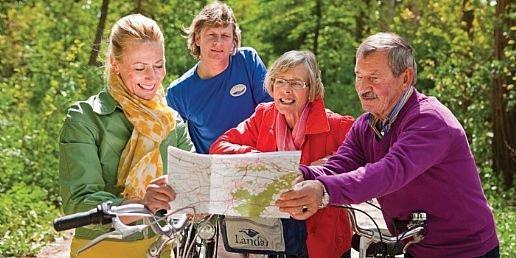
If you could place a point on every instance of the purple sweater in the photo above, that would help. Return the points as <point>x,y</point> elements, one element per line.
<point>423,163</point>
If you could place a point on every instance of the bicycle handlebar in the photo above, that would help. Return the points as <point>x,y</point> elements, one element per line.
<point>97,215</point>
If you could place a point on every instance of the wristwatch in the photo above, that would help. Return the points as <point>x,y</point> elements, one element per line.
<point>325,199</point>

************

- The task -
Restate word for word the lines from the line containing "of the wristwatch" through the last line of the listing, inclusive, and nothing beyond them.

- Response to the task -
If you could place a point on every instance of the wristwatch in the photo above, that would help. Return the points as <point>x,y</point> elements, one element per line.
<point>325,199</point>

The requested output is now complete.